Exercise prompt »
Return all entries precisely as they stand, without the images.

Source records »
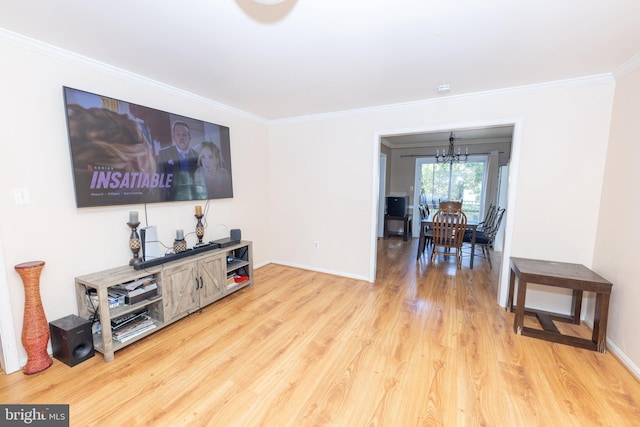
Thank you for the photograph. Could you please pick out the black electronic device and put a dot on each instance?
(115, 147)
(71, 339)
(227, 241)
(397, 205)
(178, 255)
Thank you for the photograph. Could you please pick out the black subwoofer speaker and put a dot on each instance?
(71, 339)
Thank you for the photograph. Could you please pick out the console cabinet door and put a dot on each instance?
(213, 279)
(180, 291)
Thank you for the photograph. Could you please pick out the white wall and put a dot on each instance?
(35, 155)
(326, 165)
(616, 250)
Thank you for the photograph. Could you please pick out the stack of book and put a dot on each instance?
(131, 325)
(115, 299)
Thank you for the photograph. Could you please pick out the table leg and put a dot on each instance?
(512, 281)
(518, 321)
(473, 247)
(421, 243)
(601, 315)
(385, 233)
(576, 306)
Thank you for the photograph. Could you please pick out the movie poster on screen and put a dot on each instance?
(124, 153)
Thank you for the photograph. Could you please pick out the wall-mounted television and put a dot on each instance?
(123, 153)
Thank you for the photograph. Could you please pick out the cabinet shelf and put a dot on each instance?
(125, 309)
(183, 285)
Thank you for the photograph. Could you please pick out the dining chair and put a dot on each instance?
(449, 226)
(426, 233)
(489, 217)
(451, 205)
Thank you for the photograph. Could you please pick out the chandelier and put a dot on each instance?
(451, 156)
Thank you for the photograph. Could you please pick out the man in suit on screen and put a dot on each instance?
(181, 161)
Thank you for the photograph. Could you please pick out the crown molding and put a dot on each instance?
(50, 50)
(515, 90)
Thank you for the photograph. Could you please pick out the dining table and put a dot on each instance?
(427, 223)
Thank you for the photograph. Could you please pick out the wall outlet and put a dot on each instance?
(22, 196)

Solved problem »
Thank you for the photograph. Could you please pick out the black electronic device and put a dot on each instance?
(115, 147)
(71, 339)
(227, 241)
(397, 205)
(178, 255)
Thank you for the photograph. Could you please pick out the black subwoofer speaker and put a dot on each instance?
(71, 339)
Thank you for the photograph. Could you please pick out the console cabinet door and put a dot on each instance?
(213, 279)
(180, 291)
Thank you for the photograph. Could you please pick out the white wall and put a dot on each instance?
(35, 155)
(326, 165)
(616, 250)
Thank you for the photograph. Could you please pick out the stack of book and put a dot on each instance?
(131, 325)
(115, 299)
Thank you for the photograph. Could you please pick out the table leg and put a dot on each instance?
(512, 281)
(518, 321)
(473, 247)
(421, 243)
(601, 315)
(385, 233)
(576, 306)
Thank you for the photograph. Could you please pick out the movie poster on screen and put a dot on each instance?
(124, 153)
Thank you for the photograph. Could you please pick out the wall-mounted television and put a dot on each instance?
(123, 153)
Thank you for the photograph. Could you please pick out the cabinet shelf and put a dot on each instance?
(125, 309)
(183, 285)
Thank you for the photograph. Could you please pick out the dining chair and put a dot on each instance?
(449, 226)
(426, 233)
(489, 217)
(451, 205)
Thank you for the photograph. Could you please pick out the chandelier and put a dot on each instance?
(451, 156)
Thank you for the photograph. Could you please pick out the man in suit on screen and put a dot on each instance?
(181, 161)
Thank you for the photograph. Could you please pick out the crown molding and put a dot on each instance?
(50, 50)
(515, 90)
Thank you for the photograph. Could you please pick out the dining table and put a dot on each instance?
(427, 223)
Thank you for the photograph. Could you please pick out the wall outlet and put a dot on each instance?
(22, 196)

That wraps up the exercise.